:: STATED GOAL ::
Please go on with the rant about the null set, starting right after its last sentence.

:: PAGE ::
:::::

A rant on the null-set.

This as a post was long due.

What exactly is $\emptyset$ ? It is the single most confusing thing I have come across. I am going to try and elaborate its properties. I’m going to build the theory in stages.

1. Nothingness. Let us give it a symbol- $\mathfrak{not}$ . This $\mathfrak{not}$ is an element of EVERY set. $\mathfrak{not}$ is the absence of elements, but it is present in everything. This is a little non-intuitive, if one were to take the physical world as a reference point. For $a$ to be present inside $S$ , there has to be some trance, some sign of the presence of $a$ in $S$ .

Maybe even a space ” “, showing an absence of elements. But really in set theory, we don’t have spaces of this kind to show an absence of elements. We have no such trace, which is fairly irritating. But one has to get used to it.

2. Now we come to $\emptyset$ . This is NOT equivalent to $\mathfrak{not}$ . $\emptyset$ is not the absence of elements. It is a set containing no element, the operating word being “set”. Technically, $\mathfrak{not}\in\emptyset$ , which makes $\emptyset$ non-empty. However, we work around this by translating to English. When we say $\mathfrak{not}\in\emptyset$ , what we’re really saying is no element belongs to $\emptyset$ , thereby making it an emptyset. See? Clever!

:::::

:: PROVIDED INFORMATION ::
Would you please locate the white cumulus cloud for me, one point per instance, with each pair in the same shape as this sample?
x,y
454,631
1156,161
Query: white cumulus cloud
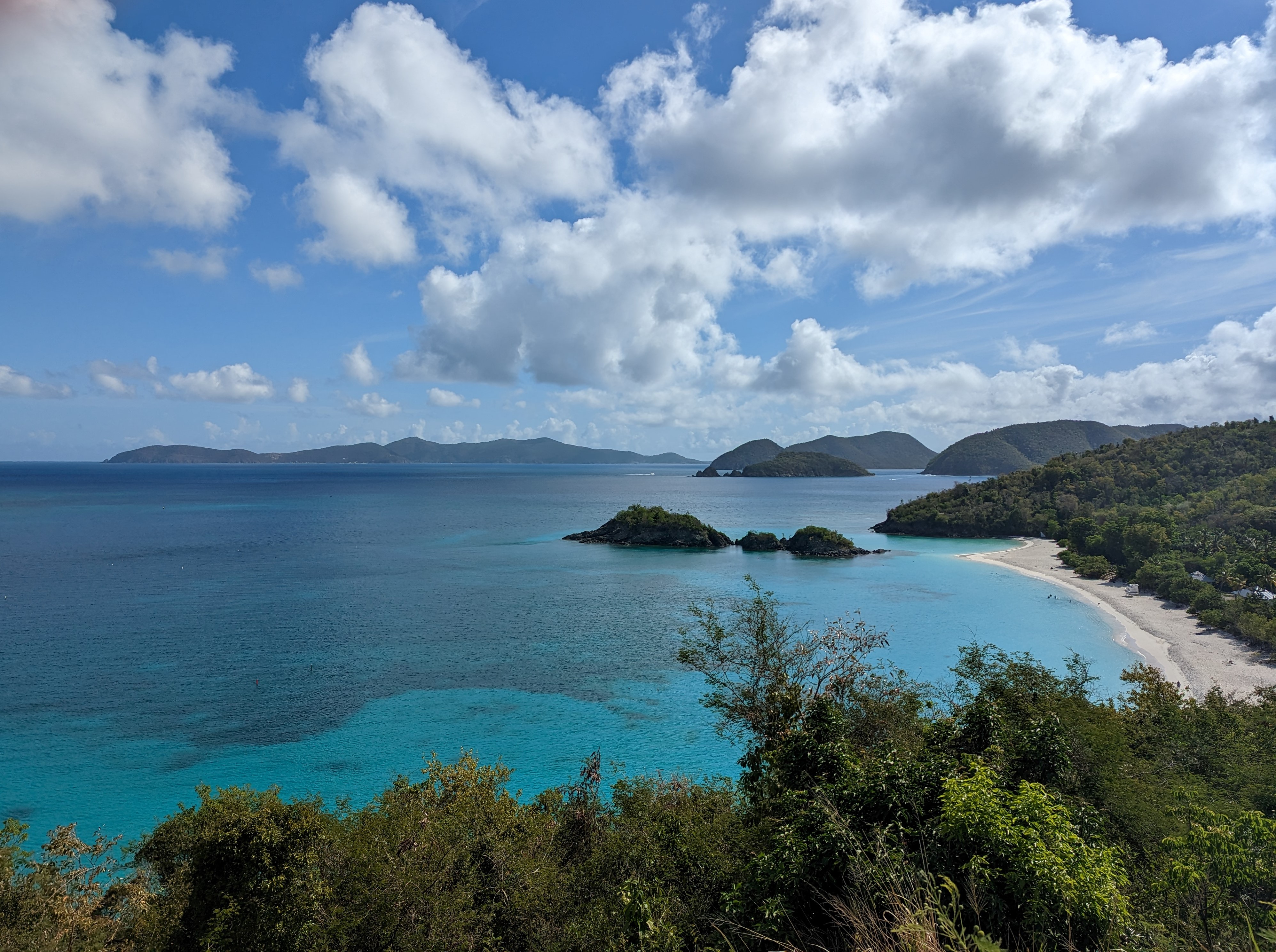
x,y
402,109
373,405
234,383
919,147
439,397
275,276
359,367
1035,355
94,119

:::::

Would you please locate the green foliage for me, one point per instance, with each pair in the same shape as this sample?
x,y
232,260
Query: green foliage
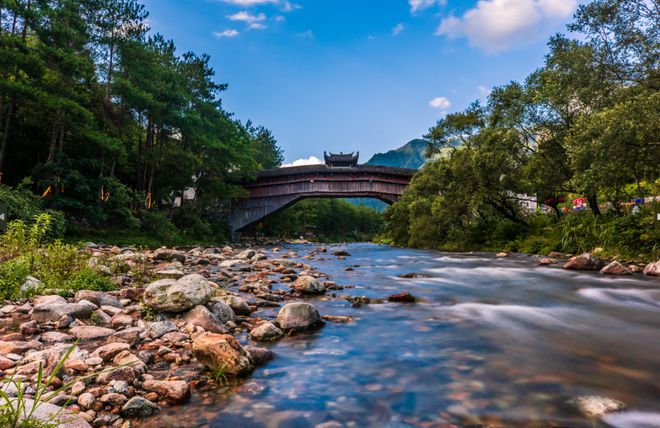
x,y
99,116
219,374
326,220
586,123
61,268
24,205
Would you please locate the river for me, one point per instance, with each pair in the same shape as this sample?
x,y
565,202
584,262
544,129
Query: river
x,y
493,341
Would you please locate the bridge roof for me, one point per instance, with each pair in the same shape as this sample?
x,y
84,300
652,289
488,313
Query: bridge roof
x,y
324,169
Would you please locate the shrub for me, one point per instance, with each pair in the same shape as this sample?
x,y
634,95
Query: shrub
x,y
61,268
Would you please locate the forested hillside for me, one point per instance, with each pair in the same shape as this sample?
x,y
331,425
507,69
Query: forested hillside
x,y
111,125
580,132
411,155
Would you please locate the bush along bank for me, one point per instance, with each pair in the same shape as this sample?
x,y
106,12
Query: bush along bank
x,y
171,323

:::::

:: WRITTEN RESPONSE ::
3. Say we have a set $A=\{a,b,c\}$ . Actually, $A=\{\mathfrak{not},a,b,c\}$ . Hence, one element of $\mathcal{P}(A)$ is $\{\mathfrak{not}\}=\emptyset$ , as stated before (by clever linguistics). Hence, $\emptyset\in\mathcal{P}(A)$ for every set $A$ . In fact $\mathcal{P}(\emptyset)=\mathcal{P}(\{\mathfrak{not}\})=\{\{\mathfrak{not}\}\}=\{\emptyset\}$ . Hence, $\emptyset\in\mathcal{P}(\emptyset)$ also.

4. Say we have to construct the set $S=\{x\in\Bbb{R}|x=x+1\}$ . This set contains no element from $\mathbb{R}$ . However, even THIS set has to contain the element $\mathfrak{not}$ . Hence, $S=\{\mathfrak{not}\}=\emptyset$ .